La clef est peut-être d’arriver à donner aux enfants l’envie intérieure de se protéger du mal environnant. Les enfants, comme le dit le Rav Chimchon Raphaël Hirsch, ne vont pas rester toujours sous notre tutelle. Il vont quitter la maison et il faut qu’ils aient des valeurs assez fortes pour vouloir eux-mêmes résister.

Comment leur donner cette force de résister ? 

C’est le travail de notre vie (sourire).

Mais je peux vous dire ce que j’ai vu dans la maison de mes parents, c’est la joie dans les Mitsvot. Et ça, je suis sûre que c’est en grande partie la clef. 

Il faut que les enfants se sentent bien à la maison, qu’ils soient heureux dans leur judaïsme, ne pas être dur avec eux.

Mais attention, il faut des limites. Et aujourd’hui, il y a une confusion. D’un côté, on essaye d’être bien avec son enfant, ami, parfois copain avec lui, mais on risque de perdre les limites. Les enfants ont besoin de parents fermes et forts qui savent ce qu’ils font, sans se sentir tenus à toujours expliquer pourquoi on ne permet pas certaines choses.

DONNÉES FOURNIES >>
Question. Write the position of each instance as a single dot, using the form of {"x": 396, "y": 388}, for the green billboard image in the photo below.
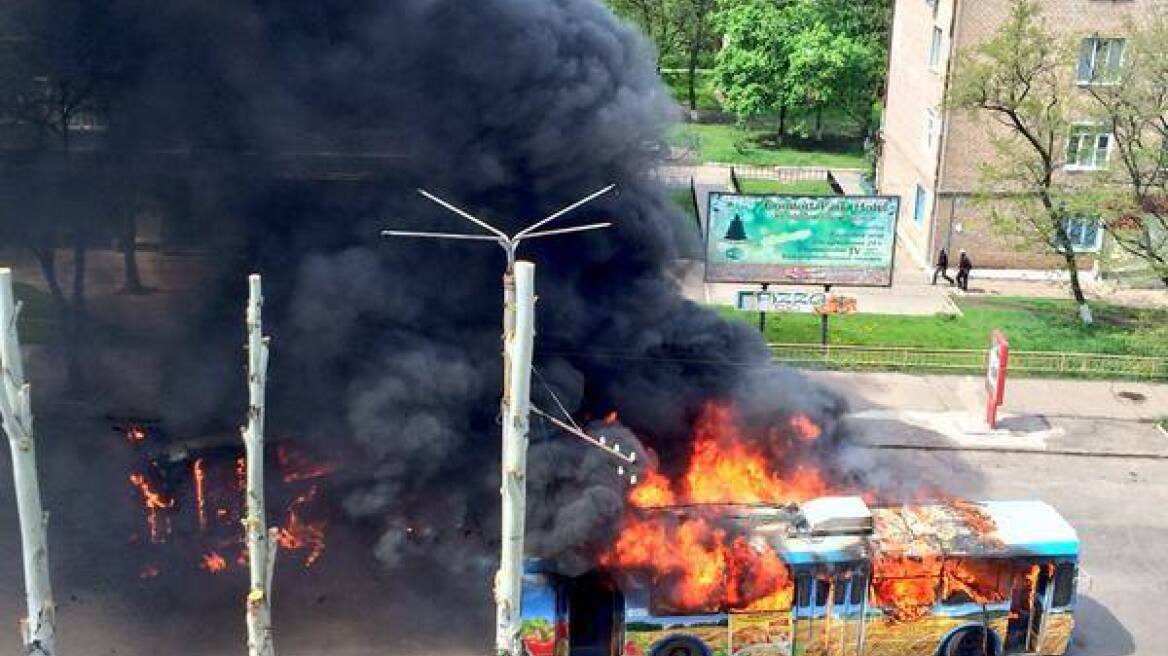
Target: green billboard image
{"x": 801, "y": 239}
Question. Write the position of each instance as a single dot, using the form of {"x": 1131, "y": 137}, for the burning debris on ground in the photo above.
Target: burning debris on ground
{"x": 190, "y": 493}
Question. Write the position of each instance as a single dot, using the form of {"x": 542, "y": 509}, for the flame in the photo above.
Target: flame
{"x": 213, "y": 563}
{"x": 696, "y": 566}
{"x": 154, "y": 502}
{"x": 200, "y": 474}
{"x": 298, "y": 534}
{"x": 136, "y": 434}
{"x": 727, "y": 468}
{"x": 653, "y": 492}
{"x": 696, "y": 563}
{"x": 905, "y": 586}
{"x": 805, "y": 427}
{"x": 297, "y": 466}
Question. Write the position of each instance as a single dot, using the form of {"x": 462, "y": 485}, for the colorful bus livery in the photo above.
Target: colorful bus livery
{"x": 947, "y": 579}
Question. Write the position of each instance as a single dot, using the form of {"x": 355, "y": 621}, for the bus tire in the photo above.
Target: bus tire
{"x": 680, "y": 646}
{"x": 972, "y": 641}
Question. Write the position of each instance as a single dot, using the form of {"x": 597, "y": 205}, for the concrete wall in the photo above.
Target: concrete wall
{"x": 913, "y": 89}
{"x": 965, "y": 139}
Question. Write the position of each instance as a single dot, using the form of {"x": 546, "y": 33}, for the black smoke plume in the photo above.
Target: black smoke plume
{"x": 297, "y": 131}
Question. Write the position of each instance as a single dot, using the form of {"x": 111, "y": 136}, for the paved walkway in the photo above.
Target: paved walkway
{"x": 1051, "y": 416}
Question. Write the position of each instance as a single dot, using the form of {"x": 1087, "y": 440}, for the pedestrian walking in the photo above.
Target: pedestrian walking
{"x": 941, "y": 266}
{"x": 964, "y": 266}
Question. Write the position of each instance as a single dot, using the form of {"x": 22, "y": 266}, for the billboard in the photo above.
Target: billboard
{"x": 801, "y": 239}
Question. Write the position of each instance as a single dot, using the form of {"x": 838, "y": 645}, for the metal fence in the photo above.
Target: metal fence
{"x": 972, "y": 361}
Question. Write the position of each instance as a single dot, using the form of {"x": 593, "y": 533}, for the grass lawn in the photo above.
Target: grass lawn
{"x": 1029, "y": 325}
{"x": 685, "y": 200}
{"x": 720, "y": 142}
{"x": 37, "y": 316}
{"x": 808, "y": 187}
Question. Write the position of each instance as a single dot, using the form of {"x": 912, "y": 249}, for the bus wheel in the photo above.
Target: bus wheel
{"x": 680, "y": 646}
{"x": 971, "y": 642}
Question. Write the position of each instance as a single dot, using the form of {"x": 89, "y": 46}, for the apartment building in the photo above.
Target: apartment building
{"x": 930, "y": 156}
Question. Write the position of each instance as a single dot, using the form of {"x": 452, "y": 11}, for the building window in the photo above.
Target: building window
{"x": 1087, "y": 148}
{"x": 1099, "y": 61}
{"x": 934, "y": 50}
{"x": 1085, "y": 235}
{"x": 918, "y": 206}
{"x": 931, "y": 128}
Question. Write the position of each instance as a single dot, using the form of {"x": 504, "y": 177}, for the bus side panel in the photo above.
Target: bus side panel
{"x": 543, "y": 616}
{"x": 1057, "y": 635}
{"x": 760, "y": 634}
{"x": 918, "y": 637}
{"x": 653, "y": 636}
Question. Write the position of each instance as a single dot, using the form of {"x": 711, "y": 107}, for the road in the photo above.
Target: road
{"x": 348, "y": 606}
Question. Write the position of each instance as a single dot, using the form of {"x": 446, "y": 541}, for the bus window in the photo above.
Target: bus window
{"x": 840, "y": 590}
{"x": 822, "y": 591}
{"x": 803, "y": 591}
{"x": 859, "y": 584}
{"x": 1064, "y": 585}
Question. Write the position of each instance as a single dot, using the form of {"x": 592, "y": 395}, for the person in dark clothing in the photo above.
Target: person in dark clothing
{"x": 941, "y": 266}
{"x": 964, "y": 266}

LISTE DES TÂCHES >>
**a)** Dites si chacune de ces affirmations concorde avec le texte sur l’éducation des enfants, par oui ou non, en citant les mots du texte qui tranchent : (i) les enfants resteront toujours sous la tutelle de leurs parents ; (ii) la joie dans les Mitsvot est ce qui a été vu dans la maison des parents ; (iii) les parents doivent toujours expliquer pourquoi ils ne permettent pas certaines choses.
**b)** Reprenez le texte sur l’éducation des enfants après sa dernière phrase et poursuivez-le.

RÉPONSES >>
**a)**
(i) Non : « ne vont pas rester toujours sous notre tutelle ».
(ii) Oui : « ce que j’ai vu dans la maison de mes parents, c’est la joie dans les Mitsvot ».
(iii) Non : « sans se sentir tenus à toujours expliquer pourquoi on ne permet pas certaines choses ».

**b)**
Encore un point : mon père aimait nous habituer depuis l'enfance à ressentir la satisfaction d'être plus fort que le Yétser Hara’ (mauvais penchant), capables de surmonter ses envies. Donner aux enfants le goût de lutter pour le bien est un grand atout pour la vie ! C'est d'autant plus précieux aujourd'hui, quand la facilité est tellement de mise.

La colère est-elle à abolir dans tous les cas ? Même lorsque l’enfant transgresse un interdit ?

Un jeune papa avait raconté qu’il ne se mettait en colère contre ses enfants que pour des « ’Avérot » (transgressions liées au respect de la Torah). Prenant conseil chez un Rav, ce dernier lui a expliqué que cette approche aussi est fausse. La colère est à abolir sous toutes ses formes.

Prenons l’exemple d’un petit enfant qui jette un livre de prières par terre. Si je cours pour ramasser le Sidour et que je l’embrasse, cela marquera bien plus que si je lui dis : “Pourquoi tu as fait ça ? Ramasse vite !”. Après cela, je mettrai le Sidour hors de sa portée, sans remarque.

Les enfants ne doivent pas sentir que l’on pense qu’ils sont « méchants ». Car ils ne sont pas « méchants ».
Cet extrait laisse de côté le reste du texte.